## TASK
In the records below, copy out every line from the one containing "Task: indicate each instance of the blue" through the end of the records, character for character.

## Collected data
** start **
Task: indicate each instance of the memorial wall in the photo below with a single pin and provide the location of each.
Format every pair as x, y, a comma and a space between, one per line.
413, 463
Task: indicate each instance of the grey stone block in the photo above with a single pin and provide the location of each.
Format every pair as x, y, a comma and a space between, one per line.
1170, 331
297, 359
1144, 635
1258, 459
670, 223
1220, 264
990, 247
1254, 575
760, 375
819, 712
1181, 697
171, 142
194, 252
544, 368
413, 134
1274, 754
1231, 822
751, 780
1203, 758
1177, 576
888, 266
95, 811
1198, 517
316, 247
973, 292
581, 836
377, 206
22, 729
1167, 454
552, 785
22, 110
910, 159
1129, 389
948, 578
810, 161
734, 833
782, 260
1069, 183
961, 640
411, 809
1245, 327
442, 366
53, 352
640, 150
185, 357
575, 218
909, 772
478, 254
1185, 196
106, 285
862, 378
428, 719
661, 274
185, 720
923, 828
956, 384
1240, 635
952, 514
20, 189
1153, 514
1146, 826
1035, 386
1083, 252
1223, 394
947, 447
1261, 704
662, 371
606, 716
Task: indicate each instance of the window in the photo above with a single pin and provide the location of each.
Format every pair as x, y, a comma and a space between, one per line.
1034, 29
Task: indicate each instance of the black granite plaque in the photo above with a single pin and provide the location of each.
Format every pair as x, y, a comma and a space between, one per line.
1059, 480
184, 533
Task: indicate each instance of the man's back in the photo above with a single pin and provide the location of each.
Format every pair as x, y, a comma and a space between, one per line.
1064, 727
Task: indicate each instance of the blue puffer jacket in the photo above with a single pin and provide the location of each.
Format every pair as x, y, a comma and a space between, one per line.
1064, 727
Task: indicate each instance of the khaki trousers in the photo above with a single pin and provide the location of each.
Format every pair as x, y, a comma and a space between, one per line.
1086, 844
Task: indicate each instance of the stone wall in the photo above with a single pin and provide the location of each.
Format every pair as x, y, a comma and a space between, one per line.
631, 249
** end **
## SOLUTION FOR THIS PROBLEM
Task: indicate each instance of the blue puffer jacket in the photo above with a single pin and provide the location of each.
Format every pair as x, y, a comma and a space between, one per line.
1064, 727
Task: indicate each instance of the khaki trousers in the photo above with a single pin and provide the location of each.
Format every pair as x, y, a comma and a space between, one per line.
1086, 844
Task: indicate each instance of the stone wall in the photo above with a single pin and provide the location of each.
Format every pair as x, y, a comma and a space between, one per line.
631, 249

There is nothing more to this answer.